#### TASK PROMPT
Transcribe all the entries that follow, leaving nothing out.

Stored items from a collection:
+ + +
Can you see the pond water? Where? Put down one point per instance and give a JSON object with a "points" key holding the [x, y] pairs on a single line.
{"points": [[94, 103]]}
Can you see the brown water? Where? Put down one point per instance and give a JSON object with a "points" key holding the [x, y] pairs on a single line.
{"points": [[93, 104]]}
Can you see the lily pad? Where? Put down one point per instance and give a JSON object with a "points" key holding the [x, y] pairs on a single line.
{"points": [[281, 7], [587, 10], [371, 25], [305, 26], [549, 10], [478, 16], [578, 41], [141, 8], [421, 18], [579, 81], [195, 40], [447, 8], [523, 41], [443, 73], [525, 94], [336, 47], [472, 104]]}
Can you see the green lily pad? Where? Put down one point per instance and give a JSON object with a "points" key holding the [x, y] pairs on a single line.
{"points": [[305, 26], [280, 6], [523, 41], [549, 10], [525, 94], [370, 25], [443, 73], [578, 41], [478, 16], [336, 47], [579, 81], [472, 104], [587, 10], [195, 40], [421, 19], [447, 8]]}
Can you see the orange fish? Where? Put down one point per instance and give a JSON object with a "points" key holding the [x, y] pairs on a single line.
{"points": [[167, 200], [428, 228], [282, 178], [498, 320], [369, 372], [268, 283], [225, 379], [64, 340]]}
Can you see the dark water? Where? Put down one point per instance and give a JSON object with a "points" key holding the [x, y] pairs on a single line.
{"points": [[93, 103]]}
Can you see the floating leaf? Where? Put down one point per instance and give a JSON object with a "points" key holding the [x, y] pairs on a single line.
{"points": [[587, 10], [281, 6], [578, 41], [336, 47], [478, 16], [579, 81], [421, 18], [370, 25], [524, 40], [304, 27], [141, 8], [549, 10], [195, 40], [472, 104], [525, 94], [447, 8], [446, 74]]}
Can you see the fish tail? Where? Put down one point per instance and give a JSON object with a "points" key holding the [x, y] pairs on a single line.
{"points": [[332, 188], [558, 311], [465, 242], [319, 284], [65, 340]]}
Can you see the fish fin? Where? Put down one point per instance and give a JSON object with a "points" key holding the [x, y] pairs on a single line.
+ + +
#### RESPONSE FOR THIS EXERCISE
Can you see the pond water? Where? Put down one point per instance and give a JSON object with a "points" key holding the [x, y] pairs on a single line.
{"points": [[94, 103]]}
Can you see the brown water? Where? Put down one point per instance and give a JSON object with a "points" key holding the [x, y] pairs on a single line.
{"points": [[93, 104]]}
Can you see the lily pad? Where? Put down one point per instance and give a JSON object with a "points" key holding the [x, y] pairs on a single line.
{"points": [[281, 7], [587, 10], [371, 25], [305, 26], [549, 10], [478, 16], [578, 41], [141, 8], [421, 18], [579, 81], [195, 40], [447, 8], [523, 41], [443, 73], [525, 94], [336, 47], [472, 104]]}
Can you see the green lily pad? Where? Put down one point per instance and give a JSON object with a "points" key holding the [x, y] pairs on a single line.
{"points": [[305, 26], [280, 6], [523, 41], [549, 10], [525, 94], [370, 25], [443, 73], [578, 41], [478, 16], [336, 47], [579, 81], [472, 104], [587, 10], [195, 40], [421, 19], [447, 8]]}
Can you see the orange fish? Where? Put down one point per instance and give a JSON object with a "points" key holding the [x, y] pairs on a single line.
{"points": [[167, 200], [428, 228], [282, 178], [498, 320], [369, 372], [268, 283], [225, 379], [64, 340]]}
Can you see the dark water? Where? Put down one point per instance and give a JSON object with a "points" key holding the [x, y] pairs on a single line.
{"points": [[93, 103]]}
Can you see the floating leaf? Where? Put down one point per instance and give a JSON object with a "points" key holding the [x, y] pairs on a single line.
{"points": [[587, 10], [281, 6], [578, 41], [336, 47], [478, 16], [579, 81], [421, 18], [370, 25], [524, 40], [304, 27], [141, 8], [549, 10], [195, 40], [472, 104], [525, 94], [447, 8], [446, 74]]}
Can you see the fish tail? Where? Put down one point per instance and give a JSON object with a "points" key holding the [x, y] pairs on a single line.
{"points": [[332, 188], [558, 311], [465, 242], [319, 284], [65, 340]]}
Can you see the fish fin? Where? Put down one point per instance and give a JSON object with a "points" key holding the [x, y] pairs on a single line.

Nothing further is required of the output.